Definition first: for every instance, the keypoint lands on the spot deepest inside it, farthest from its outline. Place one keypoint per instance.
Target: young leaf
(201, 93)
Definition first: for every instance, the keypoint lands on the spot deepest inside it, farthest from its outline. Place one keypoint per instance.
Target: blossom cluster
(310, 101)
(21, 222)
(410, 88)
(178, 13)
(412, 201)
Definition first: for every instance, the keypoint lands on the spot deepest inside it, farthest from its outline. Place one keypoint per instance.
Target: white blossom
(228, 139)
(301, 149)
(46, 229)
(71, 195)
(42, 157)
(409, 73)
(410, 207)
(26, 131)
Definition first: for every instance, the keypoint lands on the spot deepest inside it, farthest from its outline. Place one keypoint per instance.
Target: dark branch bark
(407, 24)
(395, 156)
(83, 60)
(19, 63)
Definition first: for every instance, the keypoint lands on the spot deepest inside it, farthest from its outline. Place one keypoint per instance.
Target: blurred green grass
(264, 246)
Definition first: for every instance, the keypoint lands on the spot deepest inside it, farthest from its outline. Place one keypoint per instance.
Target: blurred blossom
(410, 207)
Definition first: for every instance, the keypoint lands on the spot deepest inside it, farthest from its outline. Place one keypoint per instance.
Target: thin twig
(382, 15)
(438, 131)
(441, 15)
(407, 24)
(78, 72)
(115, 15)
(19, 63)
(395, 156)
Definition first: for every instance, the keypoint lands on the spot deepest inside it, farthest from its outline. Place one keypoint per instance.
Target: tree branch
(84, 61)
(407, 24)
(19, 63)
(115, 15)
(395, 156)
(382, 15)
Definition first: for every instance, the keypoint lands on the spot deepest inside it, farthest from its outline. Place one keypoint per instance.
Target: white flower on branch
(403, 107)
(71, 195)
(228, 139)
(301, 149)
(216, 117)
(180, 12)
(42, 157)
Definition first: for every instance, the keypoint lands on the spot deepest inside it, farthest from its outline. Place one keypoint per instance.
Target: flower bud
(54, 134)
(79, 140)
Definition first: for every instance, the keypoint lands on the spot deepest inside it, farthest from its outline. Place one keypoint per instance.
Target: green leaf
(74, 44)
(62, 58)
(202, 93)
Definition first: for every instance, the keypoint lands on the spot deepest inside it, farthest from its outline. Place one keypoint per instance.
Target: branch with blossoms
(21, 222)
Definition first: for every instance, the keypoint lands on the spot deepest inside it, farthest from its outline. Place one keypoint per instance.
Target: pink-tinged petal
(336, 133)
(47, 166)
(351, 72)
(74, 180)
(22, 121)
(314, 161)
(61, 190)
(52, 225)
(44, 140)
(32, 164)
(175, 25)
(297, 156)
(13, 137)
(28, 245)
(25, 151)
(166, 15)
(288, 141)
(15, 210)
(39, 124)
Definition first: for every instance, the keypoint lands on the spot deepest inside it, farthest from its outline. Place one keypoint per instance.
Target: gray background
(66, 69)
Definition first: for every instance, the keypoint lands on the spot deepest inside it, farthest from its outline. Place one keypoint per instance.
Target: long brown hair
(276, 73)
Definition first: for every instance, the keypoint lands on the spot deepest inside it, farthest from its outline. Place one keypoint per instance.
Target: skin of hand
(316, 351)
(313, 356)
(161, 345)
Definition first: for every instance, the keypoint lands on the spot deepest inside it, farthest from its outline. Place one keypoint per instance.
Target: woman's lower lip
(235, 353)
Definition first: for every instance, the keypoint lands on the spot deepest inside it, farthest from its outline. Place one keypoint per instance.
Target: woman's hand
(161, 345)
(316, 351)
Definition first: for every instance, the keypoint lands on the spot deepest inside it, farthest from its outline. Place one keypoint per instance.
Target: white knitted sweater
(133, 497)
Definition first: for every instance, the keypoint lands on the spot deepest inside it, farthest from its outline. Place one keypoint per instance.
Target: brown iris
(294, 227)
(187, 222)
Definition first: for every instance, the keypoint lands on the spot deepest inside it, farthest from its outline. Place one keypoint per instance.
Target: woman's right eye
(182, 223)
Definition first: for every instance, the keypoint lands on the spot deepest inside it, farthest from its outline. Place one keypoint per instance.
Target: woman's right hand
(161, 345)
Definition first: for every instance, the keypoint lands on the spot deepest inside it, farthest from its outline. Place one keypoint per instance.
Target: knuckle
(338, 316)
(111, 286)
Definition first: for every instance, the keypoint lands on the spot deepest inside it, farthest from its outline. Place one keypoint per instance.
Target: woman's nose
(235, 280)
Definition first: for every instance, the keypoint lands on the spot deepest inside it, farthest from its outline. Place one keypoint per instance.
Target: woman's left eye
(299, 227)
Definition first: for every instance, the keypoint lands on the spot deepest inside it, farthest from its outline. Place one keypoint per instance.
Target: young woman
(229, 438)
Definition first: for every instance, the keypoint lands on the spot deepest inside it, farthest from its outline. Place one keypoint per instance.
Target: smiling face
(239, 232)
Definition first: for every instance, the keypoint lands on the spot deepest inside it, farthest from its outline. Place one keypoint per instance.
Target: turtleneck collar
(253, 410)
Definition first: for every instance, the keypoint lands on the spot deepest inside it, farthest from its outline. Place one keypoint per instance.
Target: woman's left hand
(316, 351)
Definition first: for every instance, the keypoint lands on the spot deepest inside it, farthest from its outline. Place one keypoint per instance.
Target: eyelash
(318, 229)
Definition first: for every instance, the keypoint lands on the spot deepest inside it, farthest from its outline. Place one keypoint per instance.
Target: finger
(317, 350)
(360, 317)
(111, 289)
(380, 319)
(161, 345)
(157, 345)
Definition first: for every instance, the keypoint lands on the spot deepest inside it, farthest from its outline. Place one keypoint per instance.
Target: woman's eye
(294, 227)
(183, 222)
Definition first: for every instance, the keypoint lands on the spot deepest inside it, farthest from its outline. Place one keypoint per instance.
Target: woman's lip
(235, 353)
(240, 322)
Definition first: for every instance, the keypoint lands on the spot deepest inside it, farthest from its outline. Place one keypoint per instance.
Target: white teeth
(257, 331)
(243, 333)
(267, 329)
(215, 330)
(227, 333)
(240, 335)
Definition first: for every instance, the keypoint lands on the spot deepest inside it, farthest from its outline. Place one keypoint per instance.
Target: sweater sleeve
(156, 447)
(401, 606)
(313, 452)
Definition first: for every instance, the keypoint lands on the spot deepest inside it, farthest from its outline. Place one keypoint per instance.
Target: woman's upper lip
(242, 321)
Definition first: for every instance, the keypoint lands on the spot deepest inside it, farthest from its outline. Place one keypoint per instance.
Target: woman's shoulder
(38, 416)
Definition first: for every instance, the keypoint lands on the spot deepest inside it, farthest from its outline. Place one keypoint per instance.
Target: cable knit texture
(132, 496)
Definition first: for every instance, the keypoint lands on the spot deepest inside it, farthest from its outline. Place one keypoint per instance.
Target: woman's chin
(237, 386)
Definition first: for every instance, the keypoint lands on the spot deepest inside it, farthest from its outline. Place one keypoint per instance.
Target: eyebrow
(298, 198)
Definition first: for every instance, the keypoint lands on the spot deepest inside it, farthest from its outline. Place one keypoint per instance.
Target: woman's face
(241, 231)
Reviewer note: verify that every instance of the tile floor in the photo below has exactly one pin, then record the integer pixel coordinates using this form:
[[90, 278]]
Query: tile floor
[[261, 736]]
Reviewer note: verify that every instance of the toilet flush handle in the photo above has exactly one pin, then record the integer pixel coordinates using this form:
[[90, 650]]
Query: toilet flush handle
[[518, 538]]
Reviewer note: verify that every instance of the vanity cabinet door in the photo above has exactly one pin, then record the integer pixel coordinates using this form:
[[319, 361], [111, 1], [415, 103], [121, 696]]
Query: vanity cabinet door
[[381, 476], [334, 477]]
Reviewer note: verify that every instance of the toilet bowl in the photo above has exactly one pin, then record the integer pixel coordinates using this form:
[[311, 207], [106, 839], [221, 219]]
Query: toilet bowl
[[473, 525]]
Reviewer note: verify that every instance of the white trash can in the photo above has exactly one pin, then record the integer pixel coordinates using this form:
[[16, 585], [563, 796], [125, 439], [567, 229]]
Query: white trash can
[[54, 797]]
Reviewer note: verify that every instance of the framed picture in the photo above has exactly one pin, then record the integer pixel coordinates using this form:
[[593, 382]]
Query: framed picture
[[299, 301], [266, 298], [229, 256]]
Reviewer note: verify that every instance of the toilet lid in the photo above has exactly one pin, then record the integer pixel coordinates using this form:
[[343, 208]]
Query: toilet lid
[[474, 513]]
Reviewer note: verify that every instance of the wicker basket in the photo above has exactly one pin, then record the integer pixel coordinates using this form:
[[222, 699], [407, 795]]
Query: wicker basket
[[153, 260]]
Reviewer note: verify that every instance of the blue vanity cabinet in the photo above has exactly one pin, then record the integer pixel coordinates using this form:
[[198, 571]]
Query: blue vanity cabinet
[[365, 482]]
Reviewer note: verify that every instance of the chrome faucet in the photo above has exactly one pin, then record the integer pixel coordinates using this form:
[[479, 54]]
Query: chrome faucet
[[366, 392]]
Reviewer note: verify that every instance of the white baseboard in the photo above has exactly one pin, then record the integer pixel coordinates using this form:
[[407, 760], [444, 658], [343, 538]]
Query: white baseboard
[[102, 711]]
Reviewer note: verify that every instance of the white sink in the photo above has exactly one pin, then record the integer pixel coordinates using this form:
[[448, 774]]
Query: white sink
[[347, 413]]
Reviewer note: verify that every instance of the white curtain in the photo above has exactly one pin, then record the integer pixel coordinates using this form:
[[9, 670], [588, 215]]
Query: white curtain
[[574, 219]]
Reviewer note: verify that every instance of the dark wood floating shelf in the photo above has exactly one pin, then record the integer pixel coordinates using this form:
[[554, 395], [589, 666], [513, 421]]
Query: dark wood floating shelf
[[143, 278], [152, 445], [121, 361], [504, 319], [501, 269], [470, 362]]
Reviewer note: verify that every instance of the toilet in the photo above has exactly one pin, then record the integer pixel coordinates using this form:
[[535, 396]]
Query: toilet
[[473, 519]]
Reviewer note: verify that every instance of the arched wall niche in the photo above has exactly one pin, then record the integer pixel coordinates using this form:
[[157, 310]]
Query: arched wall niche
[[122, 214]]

####################

=== WHAT IS NEEDED ===
Copy, exactly as written, the lines above, beginning with the one that contains "[[407, 760], [444, 658], [343, 538]]" and ending with the last.

=== OUTPUT OF THE EXERCISE ===
[[407, 760], [444, 658], [343, 538]]
Query: white baseboard
[[102, 711]]
Reviewer note: verify that every instance of the white sink in the photo above has exactly one pin, then record the integer pixel coordinates using this form:
[[448, 774]]
Query: white sink
[[347, 413]]
Reviewer note: verify that every instance of the white curtain in the photo above has exactly one pin, then record the integer pixel coordinates using this form:
[[9, 670], [588, 215]]
Query: white curtain
[[574, 219]]
Reviewer note: verify that every instance of the dark wood floating shelf in the photo above has exactly one pin, then record the integer pixel coordinates using this form:
[[554, 395], [589, 666], [513, 421]]
Query: dark wood floating shelf
[[143, 278], [152, 445], [121, 361], [504, 319], [501, 269], [470, 362]]
Reviewer note: verify that every instance of the toilet in the photo above has exactly one pin, then record the integer pixel coordinates using this form:
[[535, 396]]
Query: toilet
[[473, 519]]
Reviewer note: verify that every instance of the arched wall niche in the photo above has exactly one pin, then record the integer pixel coordinates using this form:
[[157, 310]]
Query: arched wall niche
[[122, 214]]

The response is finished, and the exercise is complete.